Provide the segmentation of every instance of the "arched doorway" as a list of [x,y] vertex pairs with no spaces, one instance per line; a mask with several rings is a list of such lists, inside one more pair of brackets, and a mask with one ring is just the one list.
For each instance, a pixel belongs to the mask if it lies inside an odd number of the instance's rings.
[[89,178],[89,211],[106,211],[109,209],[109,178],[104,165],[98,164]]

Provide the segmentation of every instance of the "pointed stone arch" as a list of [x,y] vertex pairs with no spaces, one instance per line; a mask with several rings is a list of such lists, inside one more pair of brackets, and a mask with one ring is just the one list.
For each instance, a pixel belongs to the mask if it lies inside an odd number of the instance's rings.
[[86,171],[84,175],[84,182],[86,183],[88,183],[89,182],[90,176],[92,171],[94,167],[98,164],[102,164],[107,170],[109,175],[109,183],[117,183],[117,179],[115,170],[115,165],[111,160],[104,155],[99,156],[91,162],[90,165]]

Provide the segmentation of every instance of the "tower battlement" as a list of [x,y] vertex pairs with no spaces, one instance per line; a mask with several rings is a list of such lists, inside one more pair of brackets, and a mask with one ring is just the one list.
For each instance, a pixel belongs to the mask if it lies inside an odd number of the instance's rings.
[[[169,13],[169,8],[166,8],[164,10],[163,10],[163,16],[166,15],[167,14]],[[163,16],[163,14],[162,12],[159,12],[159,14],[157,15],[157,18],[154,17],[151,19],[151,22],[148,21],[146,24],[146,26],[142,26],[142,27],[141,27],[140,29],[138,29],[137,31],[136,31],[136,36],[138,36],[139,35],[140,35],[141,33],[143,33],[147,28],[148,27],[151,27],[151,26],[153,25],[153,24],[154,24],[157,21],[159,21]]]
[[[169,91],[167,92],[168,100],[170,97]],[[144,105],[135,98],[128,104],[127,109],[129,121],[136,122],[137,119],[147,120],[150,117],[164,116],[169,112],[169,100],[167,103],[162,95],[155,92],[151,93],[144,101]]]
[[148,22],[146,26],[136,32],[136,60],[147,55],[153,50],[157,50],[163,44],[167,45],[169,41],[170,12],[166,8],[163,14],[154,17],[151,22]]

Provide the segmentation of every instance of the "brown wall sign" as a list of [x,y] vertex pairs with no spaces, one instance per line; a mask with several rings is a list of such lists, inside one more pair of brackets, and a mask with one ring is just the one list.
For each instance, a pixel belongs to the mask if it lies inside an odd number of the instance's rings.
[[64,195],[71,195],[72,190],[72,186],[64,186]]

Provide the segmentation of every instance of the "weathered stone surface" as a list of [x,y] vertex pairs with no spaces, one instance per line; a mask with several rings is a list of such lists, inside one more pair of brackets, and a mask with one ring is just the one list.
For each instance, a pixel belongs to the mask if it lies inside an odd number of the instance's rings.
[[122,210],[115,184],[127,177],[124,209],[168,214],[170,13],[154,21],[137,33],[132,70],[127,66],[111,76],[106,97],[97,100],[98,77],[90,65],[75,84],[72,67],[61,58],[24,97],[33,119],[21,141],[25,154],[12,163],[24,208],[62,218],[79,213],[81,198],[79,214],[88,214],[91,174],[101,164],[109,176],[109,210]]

TASK OBJECTIVE:
Locate each line in the rows above that contains the string "vertex", treating uppercase and lowercase as different, and copy those lines.

FULL SOLUTION:
Provide the segmentation of every instance of the "arched doorway" as a list of [x,y] vertex pairs with no spaces, one instance per line; a mask with several rings is a list of such lists, inside one more pair of brackets, and a mask with one ring is just the one list.
Provide the segmentation of every instance of the "pointed stone arch" as a list of [x,y] vertex pairs with no spaces, one instance per line; a mask with several rings is a list of such lists, inside one more pair of brackets, and a mask with one ring is just the one list.
Provide the segmentation of every instance of the "tower battlement" as a list of [x,y] vertex pairs with no spaces, one instance per line; a mask with several rings is a list of such lists, inside one more pair of brackets, and a mask with one ring is just the one list.
Provide the segmentation of every instance of the "brown wall sign" as a list of [x,y] vertex pairs with no spaces, one instance per line; a mask with several rings is a list of such lists, inside one more pair of brackets, and a mask with one ring is just the one list.
Provide the segmentation of every instance of the "weathered stone surface" as a list of [x,y] vertex pairs with no spaces, one instance per line; a mask with several rings is a list of such lists, inside one more pair of brackets, and a mask with one ring is just the one list.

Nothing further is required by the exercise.